DIRECTIONS: Reproduce each of the following records word for word, keeping the original line order.

LISTED RECORDS:

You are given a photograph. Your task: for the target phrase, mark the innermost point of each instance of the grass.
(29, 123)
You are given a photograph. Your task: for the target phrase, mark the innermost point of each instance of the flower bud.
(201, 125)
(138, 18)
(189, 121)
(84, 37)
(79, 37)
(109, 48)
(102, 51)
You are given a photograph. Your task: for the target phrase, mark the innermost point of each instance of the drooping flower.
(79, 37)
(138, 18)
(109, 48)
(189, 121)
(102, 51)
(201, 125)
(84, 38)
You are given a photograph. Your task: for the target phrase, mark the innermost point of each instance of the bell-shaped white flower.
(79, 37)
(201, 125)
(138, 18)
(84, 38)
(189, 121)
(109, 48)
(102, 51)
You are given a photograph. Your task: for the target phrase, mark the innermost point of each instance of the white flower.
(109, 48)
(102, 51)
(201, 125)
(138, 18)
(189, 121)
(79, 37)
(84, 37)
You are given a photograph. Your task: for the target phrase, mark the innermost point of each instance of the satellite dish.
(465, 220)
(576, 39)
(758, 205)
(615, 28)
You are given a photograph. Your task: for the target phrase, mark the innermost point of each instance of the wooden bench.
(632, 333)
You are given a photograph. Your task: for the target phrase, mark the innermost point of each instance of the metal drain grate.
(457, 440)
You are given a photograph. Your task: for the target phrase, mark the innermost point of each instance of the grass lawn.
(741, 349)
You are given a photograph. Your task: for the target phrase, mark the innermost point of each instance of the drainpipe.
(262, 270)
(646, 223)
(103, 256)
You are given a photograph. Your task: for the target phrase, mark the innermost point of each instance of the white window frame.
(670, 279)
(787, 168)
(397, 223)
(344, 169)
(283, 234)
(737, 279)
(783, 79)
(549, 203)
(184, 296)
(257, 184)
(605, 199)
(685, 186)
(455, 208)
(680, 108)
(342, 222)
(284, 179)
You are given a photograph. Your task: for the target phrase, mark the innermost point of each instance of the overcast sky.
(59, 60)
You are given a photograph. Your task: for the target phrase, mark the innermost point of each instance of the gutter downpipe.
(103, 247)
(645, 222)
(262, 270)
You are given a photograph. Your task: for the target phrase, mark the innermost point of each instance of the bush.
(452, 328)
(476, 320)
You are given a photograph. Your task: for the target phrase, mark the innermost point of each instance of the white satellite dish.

REPLY TO THE TASK:
You are given a photograph. Your task: for the target phrase, mark the innermost point of each instance of the grass.
(29, 123)
You are given a photograph. Your task: for the target phrase, mark the innermost point of each instance of the flower bud.
(201, 125)
(138, 18)
(189, 121)
(84, 37)
(79, 37)
(109, 48)
(102, 51)
You are given a photograph. Your task: for the target phrase, mark the innermost point of each instance of the drooping flower.
(79, 37)
(138, 18)
(109, 48)
(189, 121)
(102, 51)
(201, 125)
(84, 38)
You are given a photograph. Your task: for the target phrase, mark the innermost point of each instance of the bell-shaped white flower.
(79, 37)
(201, 125)
(138, 18)
(84, 38)
(189, 121)
(109, 48)
(102, 51)
You are given a photograph. Your task: for the target phrase, mark the innermost point of each instance of the white flower.
(109, 48)
(102, 51)
(201, 125)
(138, 18)
(189, 121)
(79, 37)
(84, 37)
You are given a photograph. Your task: for the target phrase, mark the innermost point of each instance of the satellite dish.
(465, 220)
(576, 39)
(758, 205)
(615, 28)
You are given a photograph. Your task: for the target phrase, mark the innermost point of each instance of the wooden bench.
(632, 333)
You are given a photograph. Your task: for the target phrase, mark the innermost point of each instance of the metal drain grate.
(457, 440)
You are given a photograph. Your task: for the target phrase, mark the innermost point of each instance of the grass lawn.
(741, 349)
You are given a photograph. Your task: for the target phrase, mark the innermost point of each instance of the drainpipe.
(262, 270)
(646, 223)
(103, 256)
You are given a photograph. Your task: for the target phrase, mark the innermost point of each instance of the white window frame.
(670, 279)
(787, 168)
(397, 223)
(344, 169)
(283, 234)
(737, 279)
(783, 79)
(549, 203)
(184, 296)
(257, 184)
(605, 199)
(685, 186)
(455, 208)
(680, 108)
(342, 222)
(284, 179)
You are given a photograph. Your task: for the target phrase, mark the innermost point of each instance of the overcast sky.
(59, 60)
You are given a photograph. Your task: for the target phrase, mark the innermost point of each instance of the gutter downpipe.
(103, 247)
(645, 222)
(262, 270)
You are given a photograph. Your task: for the target phrase, mark the innermost point of each instance of the bush.
(452, 328)
(476, 320)
You are given a photograph. Your task: for the target phrase, mark the innermost point of each instance of the white satellite dish.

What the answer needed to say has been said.